*** RECORDS SUPPLIED ***
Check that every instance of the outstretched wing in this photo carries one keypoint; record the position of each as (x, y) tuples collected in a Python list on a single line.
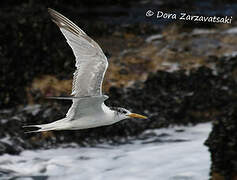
[(91, 63)]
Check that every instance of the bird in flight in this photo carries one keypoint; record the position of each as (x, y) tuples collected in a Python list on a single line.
[(88, 109)]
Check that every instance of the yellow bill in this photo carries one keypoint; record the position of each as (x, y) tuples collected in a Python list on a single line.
[(134, 115)]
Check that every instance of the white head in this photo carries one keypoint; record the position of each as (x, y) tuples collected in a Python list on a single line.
[(122, 113)]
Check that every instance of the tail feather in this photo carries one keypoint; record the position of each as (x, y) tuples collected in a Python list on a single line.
[(57, 125)]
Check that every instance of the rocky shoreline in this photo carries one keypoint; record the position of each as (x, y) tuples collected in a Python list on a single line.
[(179, 74)]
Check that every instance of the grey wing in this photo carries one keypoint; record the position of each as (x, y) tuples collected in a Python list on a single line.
[(91, 63)]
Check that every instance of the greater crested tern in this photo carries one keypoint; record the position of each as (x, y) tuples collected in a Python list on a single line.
[(88, 109)]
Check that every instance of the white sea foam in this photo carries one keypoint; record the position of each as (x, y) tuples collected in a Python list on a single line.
[(178, 155)]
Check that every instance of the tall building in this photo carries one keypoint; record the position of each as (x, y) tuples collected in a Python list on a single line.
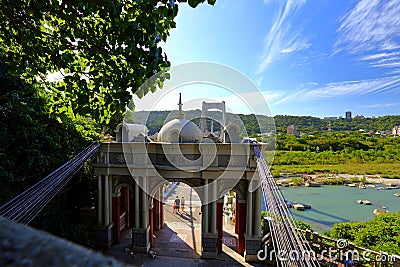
[(292, 129), (396, 131)]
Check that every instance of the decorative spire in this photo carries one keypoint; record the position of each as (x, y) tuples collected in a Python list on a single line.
[(180, 114)]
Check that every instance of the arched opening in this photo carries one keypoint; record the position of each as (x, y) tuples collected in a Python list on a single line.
[(122, 215), (231, 216), (181, 232)]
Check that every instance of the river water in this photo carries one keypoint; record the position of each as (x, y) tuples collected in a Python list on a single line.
[(332, 204)]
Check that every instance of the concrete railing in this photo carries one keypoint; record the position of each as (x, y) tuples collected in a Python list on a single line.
[(338, 249)]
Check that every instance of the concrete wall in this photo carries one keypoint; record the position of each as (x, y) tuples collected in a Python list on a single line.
[(23, 246)]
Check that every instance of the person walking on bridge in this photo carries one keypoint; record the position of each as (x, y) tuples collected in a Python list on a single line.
[(183, 204)]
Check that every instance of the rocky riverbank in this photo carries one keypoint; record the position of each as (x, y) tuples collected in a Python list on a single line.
[(338, 179)]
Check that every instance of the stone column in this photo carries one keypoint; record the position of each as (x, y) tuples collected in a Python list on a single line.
[(116, 217), (214, 208), (257, 211), (110, 212), (220, 210), (106, 201), (241, 223), (249, 217), (137, 203), (162, 208), (205, 218), (152, 223), (145, 206), (99, 201), (252, 238), (209, 235), (141, 231)]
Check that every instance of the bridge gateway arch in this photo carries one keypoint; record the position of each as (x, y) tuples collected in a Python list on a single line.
[(133, 170), (132, 173)]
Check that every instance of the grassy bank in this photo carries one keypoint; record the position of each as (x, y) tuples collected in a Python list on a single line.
[(385, 170)]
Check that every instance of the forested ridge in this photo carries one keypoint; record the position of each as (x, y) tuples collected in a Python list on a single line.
[(304, 124)]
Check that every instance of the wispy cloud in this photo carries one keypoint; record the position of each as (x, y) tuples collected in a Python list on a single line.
[(379, 105), (373, 27), (362, 87), (281, 38), (371, 24)]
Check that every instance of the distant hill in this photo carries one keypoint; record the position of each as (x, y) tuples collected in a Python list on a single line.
[(306, 124)]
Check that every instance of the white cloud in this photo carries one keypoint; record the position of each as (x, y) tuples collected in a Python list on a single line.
[(379, 105), (389, 45), (371, 24), (281, 39), (335, 89)]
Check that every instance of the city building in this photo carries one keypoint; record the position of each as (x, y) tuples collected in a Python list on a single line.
[(396, 131), (330, 118), (292, 130)]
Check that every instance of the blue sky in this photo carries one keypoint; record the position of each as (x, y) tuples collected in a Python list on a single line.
[(319, 58)]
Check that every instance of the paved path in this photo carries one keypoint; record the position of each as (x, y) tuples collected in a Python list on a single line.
[(179, 242)]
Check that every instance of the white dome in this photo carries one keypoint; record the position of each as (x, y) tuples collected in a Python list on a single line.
[(180, 130)]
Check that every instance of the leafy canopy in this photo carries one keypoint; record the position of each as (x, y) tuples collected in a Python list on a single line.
[(101, 48)]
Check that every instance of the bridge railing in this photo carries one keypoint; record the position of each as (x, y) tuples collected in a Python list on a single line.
[(339, 249)]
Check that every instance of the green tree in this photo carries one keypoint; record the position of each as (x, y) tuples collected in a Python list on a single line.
[(103, 49)]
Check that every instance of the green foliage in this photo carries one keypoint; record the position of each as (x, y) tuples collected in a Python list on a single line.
[(296, 181), (33, 145), (379, 234), (303, 226), (103, 49), (80, 234)]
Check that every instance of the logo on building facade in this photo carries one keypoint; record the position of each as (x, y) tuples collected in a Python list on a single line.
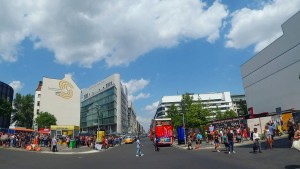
*** End of RECORDS SUPPLIED ***
Every entry above needs to be copied exactly, apart from its pictures.

# PROBLEM SOLUTION
Check that every instance of the outstretched wing in this photo carries one keypoint; record the position of each as (x, y) tuples collected in a Python list on a single line.
[(91, 63)]
Check that every instance of the bird in flight in this photo carries one keypoint; record the position of each as (x, y) tuples collected in a Python list on a single line.
[(88, 109)]
Check that every instance of the yellow bill in this photo carries one keypoint; record the position of each as (x, y) tuples collected in a Python list on a single line.
[(134, 115)]
Check that every instance of the white head in this photo carries one keypoint; record the position of each as (x, y) tuples collected in a Python list on a single line.
[(122, 113)]
Check that every instance of the tail feather in this photo carries one keypoint; record the position of each as (x, y) tuples collected in a Python list on a single line.
[(57, 125)]
Check that every instance of the rocky shoreline in this photo carries one keypoint; record the position of each as (x, y) tuples collected in a Python list on a single line.
[(179, 74)]
Check that every instance of the grey wing in this photo carries one keypoint; record the position of each as (x, y) tuples collected in a Python list on a single line.
[(91, 63)]
Check that every instance of the greater crested tern in this photo carries one keypoint; record the position of each as (x, y) tuples collected in a Python list on a single line.
[(88, 109)]
Check that every instance of the white sea foam in this photo carries one keypoint; record the position of each as (x, y) tuples collected in a Python list on a single line.
[(178, 155)]
Check that every instance of the tall building in this photo carries one keypoint; record the position of each as (x, y) tuples collected in a Python list on a single line.
[(292, 129), (396, 131)]
Check that every instance of the decorative spire in this photo carries one keypoint; record the position of each as (x, y) tuples collected in a Python list on a single line.
[(180, 114)]
Check that every instance of the arched opening in this photo carries one keypoint; record the position of each as (x, y) tuples collected in a Python list on a single line.
[(122, 215), (231, 216), (181, 232)]
Check that every instance of the river water in this photo carries one keypoint; record the position of each as (x, y) tuples collected in a Python list on a single line.
[(332, 204)]
Check that every instance of the concrete railing in this photo carries one keypoint; record the position of each as (x, y) tuples collected in a Python list on a single line.
[(338, 249)]
Check that every instance of the concrete wall in this photo carries one keypoint; record the position of each as (x, y) tuples collected in a Python list on a single line.
[(23, 246)]
Check that every instance of the person walking on bridge in this photo carries one keypoint; record the position of each as (x, y) tuples collected in a Python list on a single line.
[(183, 204)]
Check that every instance of the rocky riverbank in this photo carries one keypoint; record the position of each as (x, y) tuples collected in a Python list on a single line.
[(338, 179)]
Check that every instance of the stone column in this photo carries one keypoint; record the position of each as (x, y) tuples collected in a Python list on a single line.
[(116, 217), (214, 208), (257, 211), (110, 212), (220, 210), (106, 201), (241, 223), (249, 217), (137, 203), (162, 208), (205, 218), (152, 223), (145, 206), (99, 201), (252, 238), (209, 235), (141, 231)]
Check that every instance of the bridge gateway arch in this photo carries one keypoint; record the position of each as (x, y) tuples collected in a Python list on a single line.
[(133, 170), (132, 173)]
Check that every instance of the grassy bank in this photo carries one keypoint; record the position of each as (x, y) tuples collected in a Python list on a single line.
[(385, 170)]
Check that every instance of the forested ridge in this photo carries one keypoint; record the position of each as (x, y) tuples collected in a Python list on a single line.
[(304, 124)]
Check that every instance of the wispy cloud in this photo carries one keypoint; record the position of each as (x, y) tuples collected in a Python list on a single line.
[(379, 105), (373, 27), (362, 87), (281, 38), (371, 24)]
Check that every instance of the distant hill in this photo carries one keypoint; record the position of each as (x, y) tuples collected in a Python list on a single line.
[(306, 124)]
Check that every instance of the white cloud in this photo carries one keypoint; record the position of each as (x, y) tuples collected in a Python list on a single line.
[(379, 105), (389, 45), (371, 24), (281, 39), (335, 89)]
Check that every instance of the city building in this photo carries one keypoint; record the position of each as (x, y) tuples collected in a Python list on a single line.
[(396, 131), (330, 118), (292, 130)]
Check that every instance of the blue sky in this photo carries one keypoint; record the position of each as (x, y) tuples collected in a Python list on a single line.
[(319, 58)]
Check that every instance of the paved path in this photo carries one keypoint; record the position of each as (x, y) tuples collected in a Python list on a single line.
[(179, 242)]
Check that every instance of the white dome in this photo carries one keypoint; record the position of each as (x, y) tuples collected in a Python list on a single line.
[(180, 130)]
Check that every instance of the leafy canopy in this photo carries one keypoint; record the position of each as (x, y) tuples collected in a Python list on a single line.
[(101, 48)]
Check that every instance of the bridge railing in this photo carries one keypoint; record the position of each as (x, y) tuples collected in a Python list on a single line.
[(339, 249)]
Check that every instance of the green tree in this photo carries one keypoint; record the position of each as (x, y) tuples collected in a Python list on a single line.
[(103, 49)]
Check that every instance of the green foliage in this photo carries one keypoint; record the position of each as (x, y) tuples collected in a Python list on a single line.
[(296, 181), (33, 145), (379, 234), (303, 226), (103, 49), (80, 234)]
Check that every instance of the logo on building facade in this photo carries one keypoint; record the position of each as (x, y) tuples collected in a Python list on a single line.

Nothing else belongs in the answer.